Give the records below as a numbered list, leaving out blank lines and the pictures.

* Start Data lines *

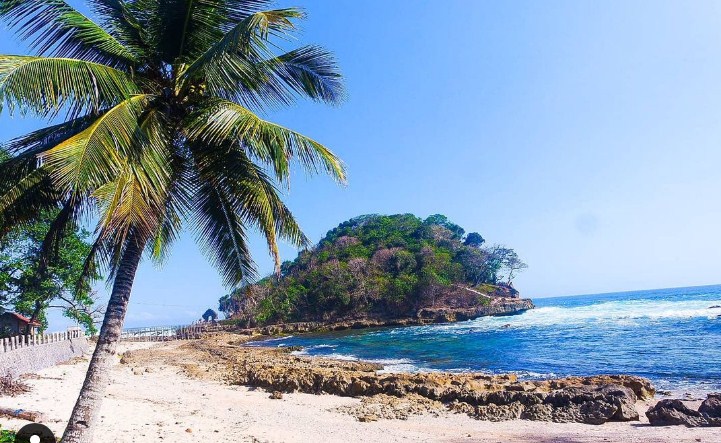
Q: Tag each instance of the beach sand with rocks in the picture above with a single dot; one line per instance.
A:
(165, 394)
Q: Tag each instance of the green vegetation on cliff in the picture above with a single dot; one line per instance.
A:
(378, 266)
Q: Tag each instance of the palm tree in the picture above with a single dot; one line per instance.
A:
(161, 130)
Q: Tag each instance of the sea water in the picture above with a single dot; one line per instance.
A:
(671, 336)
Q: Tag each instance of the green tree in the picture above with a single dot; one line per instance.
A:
(161, 129)
(442, 220)
(30, 286)
(474, 239)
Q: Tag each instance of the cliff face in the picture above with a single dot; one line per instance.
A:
(385, 270)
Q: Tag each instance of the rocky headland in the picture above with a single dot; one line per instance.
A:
(496, 306)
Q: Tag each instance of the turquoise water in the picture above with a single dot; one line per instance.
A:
(671, 336)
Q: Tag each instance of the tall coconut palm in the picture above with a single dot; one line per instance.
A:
(161, 130)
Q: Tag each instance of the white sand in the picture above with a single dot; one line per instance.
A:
(162, 404)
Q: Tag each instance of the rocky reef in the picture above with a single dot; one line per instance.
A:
(675, 412)
(499, 306)
(593, 400)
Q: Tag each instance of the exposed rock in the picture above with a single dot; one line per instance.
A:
(384, 406)
(593, 400)
(711, 406)
(500, 306)
(675, 412)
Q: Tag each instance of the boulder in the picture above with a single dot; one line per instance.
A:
(675, 412)
(711, 407)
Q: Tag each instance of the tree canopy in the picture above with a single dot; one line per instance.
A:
(30, 287)
(373, 265)
(162, 103)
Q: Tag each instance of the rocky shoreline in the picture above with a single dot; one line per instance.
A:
(592, 400)
(498, 306)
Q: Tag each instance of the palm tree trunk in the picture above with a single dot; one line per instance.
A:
(87, 408)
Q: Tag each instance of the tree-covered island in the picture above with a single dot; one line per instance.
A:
(385, 267)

* End Data lines *

* Output for this exercise:
1. Q: Tag each instance of the beach sand with rocks in the picture above with a single dot; one line per instance.
2. A:
3. (165, 394)
4. Q: Tag each instance of the green vegetation on cliff in the picture above with a single dot; one line per instance.
5. A:
6. (378, 266)
7. Q: Tag each instance of the palm tree in the picture above with a single dot; one line per instance.
8. A:
9. (161, 130)
10. Q: Tag each instance of the sea water in the picture above with a single dot; one line per instance.
11. A:
12. (671, 336)
13. Q: Tag each instance of the green tree in the picture above with a single dot; one line per instance.
14. A:
15. (161, 129)
16. (442, 220)
17. (30, 286)
18. (474, 239)
19. Q: Tag each instance of the cliff face in the picture above with a single dot; one line per instance.
20. A:
21. (385, 270)
22. Q: Tag each instance of the rocky headland in the picture above with a single dot; one line per instance.
23. A:
24. (496, 306)
25. Q: Tag each instance of the turquoise water in the picture above with a single dot; one line per instance.
26. A:
27. (671, 336)
28. Q: Tag each instance of the tall coconut palm in the picture above with a single dot; one line per instance.
29. A:
30. (161, 130)
31. Q: Tag each instance of the white sand in the picture above with a single dot; one line per instance.
32. A:
33. (162, 404)
34. Q: Tag each instance of the rocky reef in the picture above with a single dot; one line per instance.
35. A:
36. (675, 412)
37. (499, 306)
38. (593, 400)
39. Q: Tag each instance of the exposed rock in the picture above with a single dot; one line per instance.
40. A:
41. (384, 406)
42. (593, 400)
43. (711, 406)
44. (500, 306)
45. (675, 412)
46. Q: Tag each instance of the boulder in the picture above with a single dot; one line per instance.
47. A:
48. (675, 412)
49. (711, 407)
50. Q: Tag each instance of the tree canopy in the picture above with a single dot; one line per instance.
51. A:
52. (30, 287)
53. (373, 265)
54. (162, 103)
55. Q: Tag each instance of the rocky shoreline in the picture above with a single dot; one line per instance.
56. A:
57. (592, 400)
58. (498, 306)
59. Q: Tag each instance of the palm tree trunk in the picture above with a single dot; one line per instance.
60. A:
61. (87, 408)
62. Q: Tag each instance of the tree-covered island in the picture above with a single dot; one line per instance.
63. A:
64. (385, 267)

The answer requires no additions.